== Trecho do documento ==
┌────────

Sim, pois partido fisiológico que é, pulverizado em câmaras de vereadores e prefeituras do interior, em assembleias legislativas e governos estaduais Brasil afora, e em grupos de parlamentares de orientação regional, o PMDB tende a sofrer na própria pele as consequências eleitorais da redução drástica do gasto público aprovada sob o seu beneplácito.

Mas qual seria a causa por trás desse comportamento anômico do PMDB? Nesse texto começo a ensaiar uma resposta, que vai me tomar certamente alguns artigos. Permitindo-me a metáfora biológica, organismos ficam doentes por dois tipos de fatores, internos e externos.

De cara, arrisco dizer que o desarranjo comportamental do partido não se deve a um fator interno. Suas redes de influência, clientela e compadrio, seus grupos internos continuam a existir da mesma maneira como o faziam sob o outro governo. Nesse sentido, em relação a seu partido, Temer se assemelha mais a um administrador de condomínio do que a um déspota, pois não empreendeu esforços para reorganizá-lo de maneira radical. Ainda que seja um “PMDBista” meio de araque, com DNA tucano claro, o atual presidente parece não estar interessado em imprimir sua marca sobre seu próprio partido, para além do estrago que suas reformas podem fazer.

Temos de buscar as causas em fatores externos. Agindo como médico, ou melhor, veterinário, que examina um organismo doente, não podemos ignorar um potencial agente infeccioso: a Operação Lava Jato. A questão é saber como a infecção se dá, ou seja, como a Lava Jato consegue surtir tamanho efeito no partido do finado doutor Ulysses.

└────────

== Material fornecido ==
┌────────

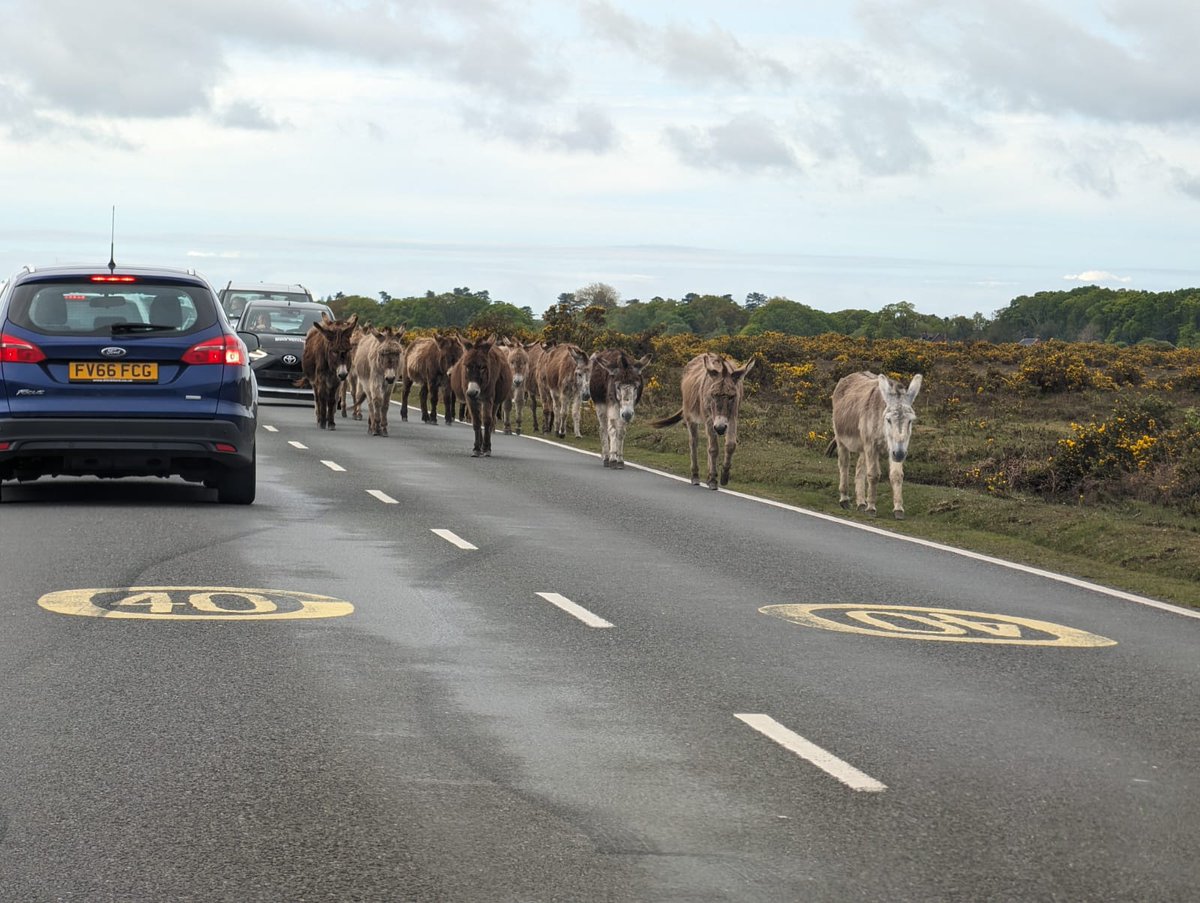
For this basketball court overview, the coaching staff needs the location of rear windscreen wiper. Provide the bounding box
[113,323,179,335]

└────────

Reproduza na íntegra o trecho sobre o PMDB e a Operação Lava Jato, sem alterar nenhuma palavra nem sinal de pontuação.

Sim, pois partido fisiológico que é, pulverizado em câmaras de vereadores e prefeituras do interior, em assembleias legislativas e governos estaduais Brasil afora, e em grupos de parlamentares de orientação regional, o PMDB tende a sofrer na própria pele as consequências eleitorais da redução drástica do gasto público aprovada sob o seu beneplácito.

Mas qual seria a causa por trás desse comportamento anômico do PMDB? Nesse texto começo a ensaiar uma resposta, que vai me tomar certamente alguns artigos. Permitindo-me a metáfora biológica, organismos ficam doentes por dois tipos de fatores, internos e externos.

De cara, arrisco dizer que o desarranjo comportamental do partido não se deve a um fator interno. Suas redes de influência, clientela e compadrio, seus grupos internos continuam a existir da mesma maneira como o faziam sob o outro governo. Nesse sentido, em relação a seu partido, Temer se assemelha mais a um administrador de condomínio do que a um déspota, pois não empreendeu esforços para reorganizá-lo de maneira radical. Ainda que seja um “PMDBista” meio de araque, com DNA tucano claro, o atual presidente parece não estar interessado em imprimir sua marca sobre seu próprio partido, para além do estrago que suas reformas podem fazer.

Temos de buscar as causas em fatores externos. Agindo como médico, ou melhor, veterinário, que examina um organismo doente, não podemos ignorar um potencial agente infeccioso: a Operação Lava Jato. A questão é saber como a infecção se dá, ou seja, como a Lava Jato consegue surtir tamanho efeito no partido do finado doutor Ulysses.